---------- Provided records

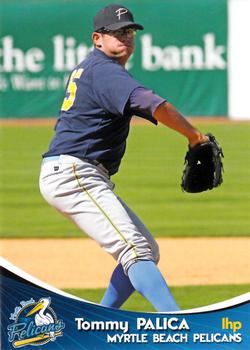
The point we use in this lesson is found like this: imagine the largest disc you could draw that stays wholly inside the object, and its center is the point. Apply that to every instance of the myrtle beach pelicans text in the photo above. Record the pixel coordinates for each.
(142, 323)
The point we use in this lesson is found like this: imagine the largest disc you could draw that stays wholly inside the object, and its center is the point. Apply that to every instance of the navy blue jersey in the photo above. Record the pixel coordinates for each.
(95, 116)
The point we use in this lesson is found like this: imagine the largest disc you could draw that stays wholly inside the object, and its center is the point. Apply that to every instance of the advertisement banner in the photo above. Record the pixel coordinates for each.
(181, 54)
(35, 314)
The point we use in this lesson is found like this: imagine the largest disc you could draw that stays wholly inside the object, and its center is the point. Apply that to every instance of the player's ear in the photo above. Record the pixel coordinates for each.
(97, 39)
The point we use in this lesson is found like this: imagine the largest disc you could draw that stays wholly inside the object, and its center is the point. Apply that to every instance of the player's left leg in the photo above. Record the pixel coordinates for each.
(143, 275)
(119, 290)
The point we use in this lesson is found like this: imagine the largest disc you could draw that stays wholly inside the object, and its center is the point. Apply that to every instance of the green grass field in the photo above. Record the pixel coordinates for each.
(186, 296)
(149, 181)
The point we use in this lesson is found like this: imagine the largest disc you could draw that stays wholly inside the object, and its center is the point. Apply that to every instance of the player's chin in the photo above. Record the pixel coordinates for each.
(126, 50)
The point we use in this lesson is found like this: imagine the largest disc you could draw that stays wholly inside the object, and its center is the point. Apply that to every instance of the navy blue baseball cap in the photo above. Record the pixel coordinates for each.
(114, 17)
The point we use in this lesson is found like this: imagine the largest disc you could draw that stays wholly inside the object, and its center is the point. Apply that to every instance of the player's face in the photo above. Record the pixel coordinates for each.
(117, 44)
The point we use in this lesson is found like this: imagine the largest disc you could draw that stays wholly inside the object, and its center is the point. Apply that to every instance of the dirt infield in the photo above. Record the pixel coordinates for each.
(80, 263)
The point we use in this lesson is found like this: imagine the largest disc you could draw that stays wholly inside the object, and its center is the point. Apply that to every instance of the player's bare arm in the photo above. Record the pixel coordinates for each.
(166, 114)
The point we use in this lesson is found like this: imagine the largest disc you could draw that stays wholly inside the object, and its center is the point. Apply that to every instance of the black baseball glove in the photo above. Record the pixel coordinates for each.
(203, 167)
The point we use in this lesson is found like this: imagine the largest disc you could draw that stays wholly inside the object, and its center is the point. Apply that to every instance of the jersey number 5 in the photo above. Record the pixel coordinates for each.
(71, 90)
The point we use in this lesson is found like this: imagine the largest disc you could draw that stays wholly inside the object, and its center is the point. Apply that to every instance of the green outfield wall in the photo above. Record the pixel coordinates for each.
(181, 54)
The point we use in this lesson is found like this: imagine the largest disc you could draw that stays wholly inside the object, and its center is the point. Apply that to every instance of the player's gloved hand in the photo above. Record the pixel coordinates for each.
(203, 165)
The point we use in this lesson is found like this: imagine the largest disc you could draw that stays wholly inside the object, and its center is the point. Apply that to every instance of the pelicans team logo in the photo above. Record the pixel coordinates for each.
(35, 323)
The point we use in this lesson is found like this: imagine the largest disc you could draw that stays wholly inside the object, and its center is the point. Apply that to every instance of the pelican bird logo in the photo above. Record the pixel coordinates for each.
(39, 324)
(41, 318)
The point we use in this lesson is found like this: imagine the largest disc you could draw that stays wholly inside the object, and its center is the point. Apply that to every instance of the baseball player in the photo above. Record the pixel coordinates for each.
(89, 143)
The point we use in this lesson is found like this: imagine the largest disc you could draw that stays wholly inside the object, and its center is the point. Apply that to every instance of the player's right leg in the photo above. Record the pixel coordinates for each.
(83, 192)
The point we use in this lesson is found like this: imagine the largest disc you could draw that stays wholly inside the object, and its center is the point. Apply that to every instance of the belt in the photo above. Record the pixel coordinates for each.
(49, 159)
(94, 162)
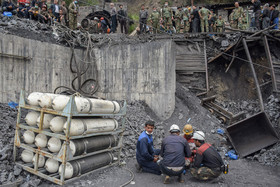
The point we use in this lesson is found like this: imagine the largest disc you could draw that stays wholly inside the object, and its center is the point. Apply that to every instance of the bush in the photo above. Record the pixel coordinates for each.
(133, 22)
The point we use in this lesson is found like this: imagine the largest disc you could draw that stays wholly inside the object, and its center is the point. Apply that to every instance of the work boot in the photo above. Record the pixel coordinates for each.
(180, 179)
(138, 168)
(167, 180)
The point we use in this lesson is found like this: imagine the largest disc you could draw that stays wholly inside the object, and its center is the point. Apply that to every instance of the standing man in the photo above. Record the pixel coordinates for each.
(146, 155)
(204, 15)
(174, 149)
(154, 19)
(9, 7)
(64, 12)
(220, 24)
(167, 16)
(113, 17)
(208, 163)
(186, 19)
(274, 16)
(265, 16)
(212, 21)
(122, 17)
(179, 19)
(195, 20)
(236, 15)
(73, 14)
(257, 12)
(55, 9)
(143, 16)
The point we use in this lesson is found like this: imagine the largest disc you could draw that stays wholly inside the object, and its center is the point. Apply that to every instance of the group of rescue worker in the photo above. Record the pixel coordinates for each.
(178, 153)
(186, 19)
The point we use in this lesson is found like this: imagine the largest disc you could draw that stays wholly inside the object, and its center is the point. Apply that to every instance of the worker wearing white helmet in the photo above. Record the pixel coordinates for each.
(188, 133)
(208, 157)
(174, 149)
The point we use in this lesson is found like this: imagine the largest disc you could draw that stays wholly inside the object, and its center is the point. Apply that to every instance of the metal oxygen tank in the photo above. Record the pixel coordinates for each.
(41, 161)
(52, 165)
(87, 164)
(41, 140)
(46, 121)
(27, 156)
(91, 144)
(54, 144)
(45, 101)
(87, 105)
(88, 126)
(28, 137)
(31, 118)
(33, 98)
(56, 124)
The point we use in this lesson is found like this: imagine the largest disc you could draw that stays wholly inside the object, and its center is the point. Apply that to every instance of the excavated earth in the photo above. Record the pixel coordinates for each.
(259, 169)
(262, 168)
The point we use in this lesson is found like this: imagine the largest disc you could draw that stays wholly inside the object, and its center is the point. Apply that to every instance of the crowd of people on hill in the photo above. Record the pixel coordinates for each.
(182, 19)
(40, 11)
(201, 19)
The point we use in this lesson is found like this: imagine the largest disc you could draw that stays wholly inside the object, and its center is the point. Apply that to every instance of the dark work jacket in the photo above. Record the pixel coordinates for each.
(257, 5)
(122, 14)
(195, 14)
(208, 156)
(174, 149)
(266, 13)
(145, 148)
(274, 14)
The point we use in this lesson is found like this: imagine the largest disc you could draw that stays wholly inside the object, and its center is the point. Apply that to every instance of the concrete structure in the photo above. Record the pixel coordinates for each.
(143, 71)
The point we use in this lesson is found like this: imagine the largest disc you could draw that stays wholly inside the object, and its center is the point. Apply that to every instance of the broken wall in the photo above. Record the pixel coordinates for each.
(143, 71)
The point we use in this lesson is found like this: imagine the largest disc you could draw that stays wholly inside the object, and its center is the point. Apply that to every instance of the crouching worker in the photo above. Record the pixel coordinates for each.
(208, 162)
(174, 149)
(188, 133)
(146, 155)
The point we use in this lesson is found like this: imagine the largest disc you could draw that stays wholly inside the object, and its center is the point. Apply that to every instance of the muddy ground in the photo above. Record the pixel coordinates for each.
(243, 172)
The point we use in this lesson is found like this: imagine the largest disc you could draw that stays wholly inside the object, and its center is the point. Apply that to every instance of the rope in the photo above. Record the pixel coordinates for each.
(130, 180)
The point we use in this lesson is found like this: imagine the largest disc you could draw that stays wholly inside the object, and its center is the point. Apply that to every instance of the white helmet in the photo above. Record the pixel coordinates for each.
(198, 135)
(174, 128)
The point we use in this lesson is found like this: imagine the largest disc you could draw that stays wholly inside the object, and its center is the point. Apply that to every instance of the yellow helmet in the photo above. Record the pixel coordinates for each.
(188, 130)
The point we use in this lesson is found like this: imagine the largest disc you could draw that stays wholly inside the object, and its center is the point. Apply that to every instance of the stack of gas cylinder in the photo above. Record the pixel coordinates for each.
(79, 127)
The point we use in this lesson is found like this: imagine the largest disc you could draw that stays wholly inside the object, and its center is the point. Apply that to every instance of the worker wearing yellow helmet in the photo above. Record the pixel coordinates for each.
(188, 134)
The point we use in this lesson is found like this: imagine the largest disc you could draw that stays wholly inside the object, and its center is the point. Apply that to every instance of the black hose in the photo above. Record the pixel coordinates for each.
(130, 180)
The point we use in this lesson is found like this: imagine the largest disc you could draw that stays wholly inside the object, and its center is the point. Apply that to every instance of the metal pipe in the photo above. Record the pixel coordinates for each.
(87, 164)
(206, 67)
(254, 73)
(268, 56)
(15, 56)
(92, 144)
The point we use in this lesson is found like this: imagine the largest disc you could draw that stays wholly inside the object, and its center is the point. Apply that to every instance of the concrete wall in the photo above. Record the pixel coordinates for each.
(144, 71)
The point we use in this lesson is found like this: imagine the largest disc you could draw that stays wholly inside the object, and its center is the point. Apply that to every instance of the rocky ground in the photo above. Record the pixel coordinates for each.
(187, 108)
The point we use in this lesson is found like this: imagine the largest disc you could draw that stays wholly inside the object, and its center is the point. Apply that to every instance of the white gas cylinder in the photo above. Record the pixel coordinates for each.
(54, 144)
(41, 161)
(41, 140)
(31, 118)
(46, 121)
(56, 124)
(28, 137)
(52, 165)
(88, 126)
(27, 156)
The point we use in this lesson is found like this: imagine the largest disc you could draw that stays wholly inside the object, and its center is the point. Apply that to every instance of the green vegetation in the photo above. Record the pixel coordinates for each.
(135, 18)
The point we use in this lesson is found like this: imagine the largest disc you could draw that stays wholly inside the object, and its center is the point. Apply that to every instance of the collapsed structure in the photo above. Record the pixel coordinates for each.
(151, 77)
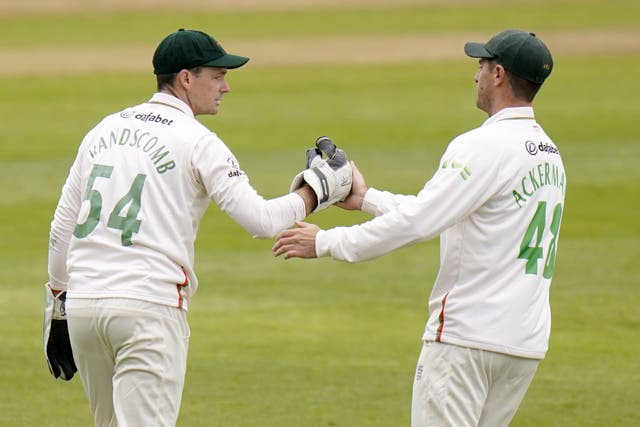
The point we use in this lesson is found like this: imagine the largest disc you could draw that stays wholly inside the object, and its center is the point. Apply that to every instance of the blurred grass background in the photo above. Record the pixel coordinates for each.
(322, 343)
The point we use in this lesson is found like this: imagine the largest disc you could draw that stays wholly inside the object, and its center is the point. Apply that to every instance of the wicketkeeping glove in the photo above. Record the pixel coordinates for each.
(57, 347)
(330, 179)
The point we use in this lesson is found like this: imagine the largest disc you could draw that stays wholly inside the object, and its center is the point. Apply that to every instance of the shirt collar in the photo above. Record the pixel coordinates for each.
(513, 113)
(171, 101)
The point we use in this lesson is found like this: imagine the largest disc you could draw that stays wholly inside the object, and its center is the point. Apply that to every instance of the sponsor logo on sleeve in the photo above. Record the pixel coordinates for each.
(534, 148)
(235, 168)
(146, 117)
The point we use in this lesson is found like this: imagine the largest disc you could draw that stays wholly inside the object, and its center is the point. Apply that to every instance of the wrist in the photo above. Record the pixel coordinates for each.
(309, 198)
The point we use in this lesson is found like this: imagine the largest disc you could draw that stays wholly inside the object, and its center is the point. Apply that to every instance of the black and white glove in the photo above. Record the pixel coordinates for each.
(57, 347)
(330, 179)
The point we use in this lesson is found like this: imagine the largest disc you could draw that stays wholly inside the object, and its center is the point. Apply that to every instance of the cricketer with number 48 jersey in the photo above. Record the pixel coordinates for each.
(129, 212)
(496, 201)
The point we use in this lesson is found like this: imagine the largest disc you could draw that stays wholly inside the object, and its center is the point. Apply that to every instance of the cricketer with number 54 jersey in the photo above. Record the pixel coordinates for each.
(134, 198)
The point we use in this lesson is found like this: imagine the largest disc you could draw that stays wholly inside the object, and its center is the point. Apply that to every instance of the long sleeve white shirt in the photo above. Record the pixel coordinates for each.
(129, 212)
(496, 201)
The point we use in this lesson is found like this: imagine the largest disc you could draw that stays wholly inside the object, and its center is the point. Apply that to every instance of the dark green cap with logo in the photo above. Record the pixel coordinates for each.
(521, 53)
(186, 49)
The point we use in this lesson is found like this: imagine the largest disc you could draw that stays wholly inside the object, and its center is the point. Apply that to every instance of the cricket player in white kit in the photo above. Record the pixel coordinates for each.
(122, 239)
(496, 201)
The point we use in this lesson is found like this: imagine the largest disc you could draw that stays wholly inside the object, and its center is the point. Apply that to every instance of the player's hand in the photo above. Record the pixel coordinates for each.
(330, 179)
(297, 242)
(57, 347)
(358, 190)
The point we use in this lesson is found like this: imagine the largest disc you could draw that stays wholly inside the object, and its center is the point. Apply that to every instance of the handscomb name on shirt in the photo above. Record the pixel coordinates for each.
(139, 139)
(541, 175)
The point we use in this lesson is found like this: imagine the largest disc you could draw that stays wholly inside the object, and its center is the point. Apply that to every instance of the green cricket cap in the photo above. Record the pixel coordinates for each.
(520, 52)
(186, 49)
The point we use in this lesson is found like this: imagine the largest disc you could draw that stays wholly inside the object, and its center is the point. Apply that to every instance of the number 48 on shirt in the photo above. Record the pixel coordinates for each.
(535, 231)
(129, 223)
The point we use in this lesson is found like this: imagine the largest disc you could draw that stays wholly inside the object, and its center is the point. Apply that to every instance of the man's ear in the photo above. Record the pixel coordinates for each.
(499, 75)
(183, 78)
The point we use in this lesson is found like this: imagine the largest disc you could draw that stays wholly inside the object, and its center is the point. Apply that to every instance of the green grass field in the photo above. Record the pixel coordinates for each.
(323, 343)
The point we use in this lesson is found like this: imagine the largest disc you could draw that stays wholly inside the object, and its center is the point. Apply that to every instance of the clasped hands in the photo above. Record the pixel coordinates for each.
(334, 181)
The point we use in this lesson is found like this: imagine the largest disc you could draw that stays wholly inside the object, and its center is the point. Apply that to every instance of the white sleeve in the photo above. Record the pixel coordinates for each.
(378, 202)
(64, 221)
(465, 179)
(228, 186)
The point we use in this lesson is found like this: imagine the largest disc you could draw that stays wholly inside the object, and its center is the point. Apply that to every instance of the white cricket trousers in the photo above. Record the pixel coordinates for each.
(132, 357)
(464, 387)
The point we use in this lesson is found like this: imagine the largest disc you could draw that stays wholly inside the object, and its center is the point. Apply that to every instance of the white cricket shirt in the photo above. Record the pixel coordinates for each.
(129, 211)
(496, 201)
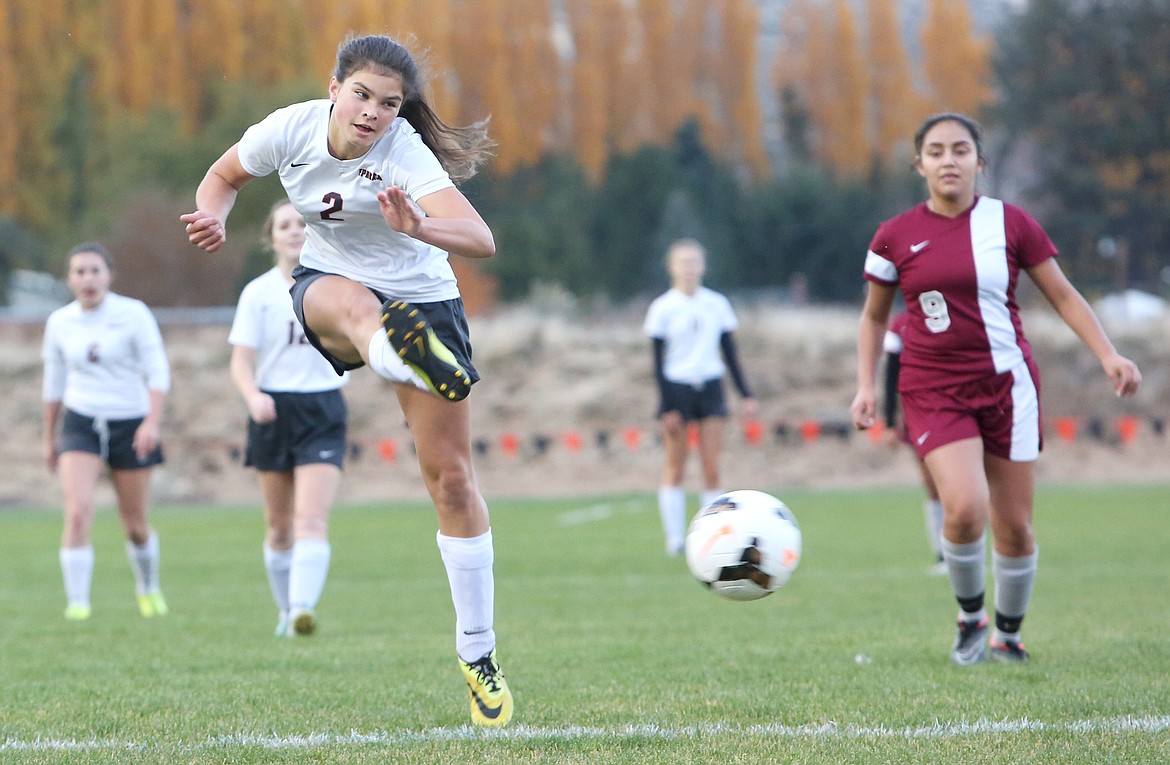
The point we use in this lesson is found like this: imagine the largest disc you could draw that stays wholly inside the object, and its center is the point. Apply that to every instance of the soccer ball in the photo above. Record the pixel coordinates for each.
(743, 545)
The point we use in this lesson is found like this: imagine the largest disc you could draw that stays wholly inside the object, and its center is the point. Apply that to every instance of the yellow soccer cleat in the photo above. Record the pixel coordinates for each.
(490, 698)
(421, 350)
(77, 612)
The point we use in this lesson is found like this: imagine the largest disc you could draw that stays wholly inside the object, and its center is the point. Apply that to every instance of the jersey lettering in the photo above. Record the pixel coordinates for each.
(335, 206)
(934, 305)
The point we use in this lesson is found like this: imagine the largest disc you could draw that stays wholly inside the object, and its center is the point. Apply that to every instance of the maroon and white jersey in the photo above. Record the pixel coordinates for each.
(958, 278)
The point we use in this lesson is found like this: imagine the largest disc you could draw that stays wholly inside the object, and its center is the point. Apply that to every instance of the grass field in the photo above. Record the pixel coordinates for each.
(614, 654)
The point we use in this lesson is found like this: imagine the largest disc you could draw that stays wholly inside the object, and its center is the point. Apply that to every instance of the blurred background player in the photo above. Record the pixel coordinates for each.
(895, 435)
(105, 381)
(969, 384)
(372, 169)
(296, 427)
(692, 330)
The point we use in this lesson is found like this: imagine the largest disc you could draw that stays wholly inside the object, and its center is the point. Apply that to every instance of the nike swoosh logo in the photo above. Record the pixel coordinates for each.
(487, 711)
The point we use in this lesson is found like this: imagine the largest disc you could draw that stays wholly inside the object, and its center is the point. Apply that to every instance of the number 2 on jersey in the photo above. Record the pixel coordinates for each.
(934, 305)
(335, 206)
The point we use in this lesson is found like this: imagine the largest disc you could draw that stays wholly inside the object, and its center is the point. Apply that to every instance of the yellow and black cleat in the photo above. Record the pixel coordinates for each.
(420, 349)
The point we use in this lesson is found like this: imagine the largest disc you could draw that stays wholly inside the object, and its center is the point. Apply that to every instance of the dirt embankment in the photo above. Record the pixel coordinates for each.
(565, 408)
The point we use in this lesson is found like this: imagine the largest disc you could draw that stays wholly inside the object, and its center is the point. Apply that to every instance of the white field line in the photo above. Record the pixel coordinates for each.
(596, 512)
(938, 730)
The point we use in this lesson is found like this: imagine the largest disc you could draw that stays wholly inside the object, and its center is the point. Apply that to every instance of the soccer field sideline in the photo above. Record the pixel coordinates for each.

--------------------

[Prompt] Starting at the line with "the yellow and", copy every line up to and including the last one in the entries above.

[Reply]
The point we use in this lesson is found like this: imagine the largest disc you could draw that stays wholly inside the object, and its center is the point. Apply that to every instance of the yellow and black cleat in the photo above. Record the pixel coordinates for each.
(420, 349)
The point we use in this lesson is found like this: imagine the largest disc you could draw that stays wholly inside the object, and its center is the point. Apply that to every instance of the dirt embankment in the photo above. Record the pixel coordinates for each.
(565, 408)
The point we use in this lesson is found like this: imagine the largest disc you could draw that stays wholly inside the object, and its center is the point. Apply that to every instance of the white field line in the photo above. Record the pixel coordinates for each.
(596, 512)
(938, 730)
The point we use in this lesson is found like this: imagine the largest disc you could draw that stays wholly inside the object, and its center is the point. Apply that to every instance of the soccer field sideline in the photo above. Record the pixel coordinates for each.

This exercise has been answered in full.